**INPUT RECORDS:**
▼

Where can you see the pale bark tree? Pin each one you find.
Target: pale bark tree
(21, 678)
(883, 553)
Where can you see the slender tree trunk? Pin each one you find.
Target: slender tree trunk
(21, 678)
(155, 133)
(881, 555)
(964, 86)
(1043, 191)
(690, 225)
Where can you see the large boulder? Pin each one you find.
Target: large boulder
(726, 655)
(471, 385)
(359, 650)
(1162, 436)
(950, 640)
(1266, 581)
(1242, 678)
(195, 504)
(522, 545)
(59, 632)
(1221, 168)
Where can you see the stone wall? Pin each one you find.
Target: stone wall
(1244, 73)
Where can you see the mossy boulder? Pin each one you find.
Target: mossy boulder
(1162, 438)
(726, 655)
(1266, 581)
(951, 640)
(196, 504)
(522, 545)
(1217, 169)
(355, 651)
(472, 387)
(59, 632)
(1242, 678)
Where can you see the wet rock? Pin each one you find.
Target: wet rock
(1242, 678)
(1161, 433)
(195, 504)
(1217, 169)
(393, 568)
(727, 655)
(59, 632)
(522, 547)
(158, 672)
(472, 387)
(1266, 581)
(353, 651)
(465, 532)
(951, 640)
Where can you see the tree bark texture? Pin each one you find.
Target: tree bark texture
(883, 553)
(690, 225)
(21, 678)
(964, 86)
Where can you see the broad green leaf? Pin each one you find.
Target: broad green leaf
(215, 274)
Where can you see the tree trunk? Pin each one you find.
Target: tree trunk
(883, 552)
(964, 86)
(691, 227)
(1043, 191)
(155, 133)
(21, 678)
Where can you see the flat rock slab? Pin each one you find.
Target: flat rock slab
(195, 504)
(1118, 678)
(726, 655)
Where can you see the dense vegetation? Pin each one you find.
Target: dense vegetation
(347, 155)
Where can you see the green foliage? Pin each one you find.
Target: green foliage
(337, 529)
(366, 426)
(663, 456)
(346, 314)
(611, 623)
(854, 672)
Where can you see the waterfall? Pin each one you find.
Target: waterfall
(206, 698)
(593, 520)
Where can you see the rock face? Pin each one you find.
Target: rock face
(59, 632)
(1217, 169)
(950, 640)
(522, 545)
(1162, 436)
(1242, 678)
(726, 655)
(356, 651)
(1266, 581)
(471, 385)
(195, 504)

▲

**EXERCISE DIRECTIONS:** Update the listing above by replacing every "Pin" with "Mark" and leaving everything else unchanged.

**WRITTEN SOLUTION:**
Where can you see the pale bark tree? Mark each one you find.
Target: pale bark tree
(21, 678)
(883, 553)
Where can you see the slender tree trunk? Mark each one you find.
Target: slender tree trunk
(21, 678)
(155, 133)
(881, 555)
(964, 86)
(1043, 191)
(690, 225)
Where can you see the large boulder? Mark each one you find.
Target: large boulder
(726, 655)
(471, 385)
(359, 650)
(1162, 436)
(950, 640)
(1266, 581)
(1242, 678)
(195, 504)
(522, 545)
(59, 632)
(1221, 168)
Where can you see the stone wall? Mark each one you find.
Target: stone wall
(1244, 73)
Where can you see the mossy boulder? Mark each one you find.
Target: mossy boulder
(1162, 438)
(726, 655)
(1266, 581)
(951, 640)
(196, 504)
(522, 545)
(1217, 169)
(355, 651)
(472, 387)
(59, 632)
(1242, 678)
Where can you see the wet rock? Mark each one you find.
Target: wet rock
(1242, 678)
(1161, 433)
(195, 504)
(1217, 169)
(393, 568)
(727, 655)
(59, 632)
(522, 547)
(158, 672)
(472, 387)
(1266, 581)
(353, 651)
(465, 532)
(951, 640)
Where can you see the tree bark texture? Mark each one you find.
Target: tree bark texture
(883, 553)
(690, 225)
(21, 678)
(964, 86)
Where can you see the broad green leaf? Mark each one you find.
Target: broad green leaf
(215, 274)
Where can you see the tree trunk? Mark each one you find.
Target: tree trunk
(883, 552)
(964, 86)
(691, 227)
(1043, 191)
(155, 133)
(21, 678)
Where can you see the flat rock slab? Mark each one you find.
Target: flat rock slab
(195, 504)
(1118, 678)
(726, 655)
Where can you see the dense vegetation? Mark each one you find.
Target: dense vegetation
(347, 155)
Where can you see the green foliage? Mark each one you find.
Target: green foliage
(337, 529)
(366, 426)
(663, 456)
(346, 314)
(611, 623)
(854, 672)
Where can you see the waterfall? Mark each one you find.
Target: waterfall
(206, 698)
(593, 520)
Where can you see the rock face? Mark each one you find.
Target: rock face
(59, 632)
(1217, 169)
(950, 640)
(522, 545)
(1162, 436)
(1242, 678)
(726, 655)
(356, 651)
(1266, 581)
(471, 385)
(195, 504)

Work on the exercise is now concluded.